[WHAT THE TASK REQUIRES]: Which lines in the records below contain the word "graphic"? Show each of those lines in full.

[PROVIDED INFORMATION]:
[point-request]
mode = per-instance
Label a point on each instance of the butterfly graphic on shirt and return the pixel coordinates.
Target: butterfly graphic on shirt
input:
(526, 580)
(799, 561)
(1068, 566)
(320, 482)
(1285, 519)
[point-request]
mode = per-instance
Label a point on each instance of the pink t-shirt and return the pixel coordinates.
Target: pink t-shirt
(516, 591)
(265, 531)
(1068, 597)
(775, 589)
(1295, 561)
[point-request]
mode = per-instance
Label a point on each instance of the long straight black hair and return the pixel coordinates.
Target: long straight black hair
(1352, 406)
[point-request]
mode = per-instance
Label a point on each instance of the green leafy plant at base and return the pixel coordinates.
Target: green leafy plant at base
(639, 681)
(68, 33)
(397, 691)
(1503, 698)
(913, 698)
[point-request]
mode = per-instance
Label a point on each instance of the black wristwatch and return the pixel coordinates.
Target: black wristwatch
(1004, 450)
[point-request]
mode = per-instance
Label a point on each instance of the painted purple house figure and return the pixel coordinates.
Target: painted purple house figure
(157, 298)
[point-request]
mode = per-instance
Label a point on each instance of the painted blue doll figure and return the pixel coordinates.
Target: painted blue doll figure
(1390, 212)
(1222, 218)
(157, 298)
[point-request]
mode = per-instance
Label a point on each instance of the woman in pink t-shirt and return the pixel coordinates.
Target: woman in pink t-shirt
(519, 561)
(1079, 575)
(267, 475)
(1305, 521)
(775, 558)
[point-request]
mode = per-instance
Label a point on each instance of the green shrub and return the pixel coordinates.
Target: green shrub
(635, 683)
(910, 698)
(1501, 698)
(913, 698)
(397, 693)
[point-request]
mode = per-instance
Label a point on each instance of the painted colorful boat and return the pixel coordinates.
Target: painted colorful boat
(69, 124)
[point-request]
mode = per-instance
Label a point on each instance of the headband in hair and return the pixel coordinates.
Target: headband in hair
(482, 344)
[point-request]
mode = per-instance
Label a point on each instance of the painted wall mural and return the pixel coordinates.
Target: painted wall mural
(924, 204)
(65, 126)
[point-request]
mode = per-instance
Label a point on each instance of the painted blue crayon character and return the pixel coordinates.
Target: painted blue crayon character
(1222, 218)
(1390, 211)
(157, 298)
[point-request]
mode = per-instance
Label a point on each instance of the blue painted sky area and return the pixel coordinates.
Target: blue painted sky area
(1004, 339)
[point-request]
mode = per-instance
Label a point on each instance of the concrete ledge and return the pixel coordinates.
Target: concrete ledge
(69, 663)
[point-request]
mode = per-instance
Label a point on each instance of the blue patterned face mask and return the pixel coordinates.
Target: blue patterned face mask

[EXERCISE SOLUTION]:
Label a point on each instance of the butterfly graphic on shirt and return the pixel coordinates.
Target: butterfly graphic on shirt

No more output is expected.